◆ TEXT SECTION:

>>>

Every bill creates winners and losers. Here's who stands to gain and who bears the cost.

Who Benefits

  • Outdoor workers in heat-exposed occupations (e.g., farmworkers and construction crews) gain formal protections that reduce heat-related illness and injuries.
  • Labor unions and worker advocates gain clearer rights and stronger enforcement mechanisms to protect members.
  • Manufacturing and service sector employees operating in hot environments benefit from standardized protections and predictable compliance expectations.
  • Employers that invest in compliant heat protection programs reduce the risk of costly accidents and potential penalties by adhering to a clear framework.

Who Bears the Cost

  • Private-sector employers bear the upfront costs of implementing engineering controls, training, and prevention plans.
  • Small businesses with limited safety resources may face higher relative compliance costs and administrative burdens.
  • Temporary labor providers and camps may incur additional standards for housing and comfort facilities to meet core protections.
  • State and local agencies may incur administrative costs to align with federal rulemaking and enforcement processes.

<<<

◆ DATASET:
>>>

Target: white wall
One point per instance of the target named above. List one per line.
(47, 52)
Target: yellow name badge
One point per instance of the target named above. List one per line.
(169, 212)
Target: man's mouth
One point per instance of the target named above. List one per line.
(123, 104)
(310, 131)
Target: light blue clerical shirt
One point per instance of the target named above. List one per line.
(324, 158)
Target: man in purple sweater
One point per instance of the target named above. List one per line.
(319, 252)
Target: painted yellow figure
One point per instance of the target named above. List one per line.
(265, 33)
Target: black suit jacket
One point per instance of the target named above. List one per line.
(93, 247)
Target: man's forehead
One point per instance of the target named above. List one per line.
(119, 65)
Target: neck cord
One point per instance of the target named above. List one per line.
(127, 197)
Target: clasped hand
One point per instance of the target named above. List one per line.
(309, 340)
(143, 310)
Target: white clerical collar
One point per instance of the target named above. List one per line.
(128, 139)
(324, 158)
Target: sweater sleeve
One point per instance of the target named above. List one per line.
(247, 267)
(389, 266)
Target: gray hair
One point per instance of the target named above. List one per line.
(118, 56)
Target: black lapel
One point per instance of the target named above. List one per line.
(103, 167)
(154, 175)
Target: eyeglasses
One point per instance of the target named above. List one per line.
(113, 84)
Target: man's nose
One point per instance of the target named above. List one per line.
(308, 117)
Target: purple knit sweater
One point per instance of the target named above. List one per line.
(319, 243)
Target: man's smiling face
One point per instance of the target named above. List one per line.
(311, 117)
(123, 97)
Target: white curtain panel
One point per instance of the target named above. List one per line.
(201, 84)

<<<

◆ SET TASKS:
1. Filter the listing down to the lines that contain the string "clerical".
2. Carry the heat-protection bill breakdown forward, starting right after its final bullet.

◆ ANSWERS FOR THE TASKS:
1.
Target: light blue clerical shirt
Target: white clerical collar

2.
Key Issues

The Core Tension

The central dilemma is balancing aggressive worker protection with practical implementation across diverse workplaces and organizational sizes, without imposing unsustainable costs or administrative complexity that could hinder compliance.

The bill’s approach creates policy tensions around feasibility versus protection, especially for small or dispersed employers. The standard relies on best available evidence and allows the Secretary to adjust through rulemaking, but also relies on substantial enforcement and reporting to be effective.

The interim final rule provides a near-term baseline, but the pathway to a final rule depends on petitions, timelines, and public input, which could affect certainty for employers and workers alike. Additionally, language access, pay protections, and temporary labor camp provisions address common exposure points but raise questions about the scope of applicability across industries and how the standards will be audited in practice.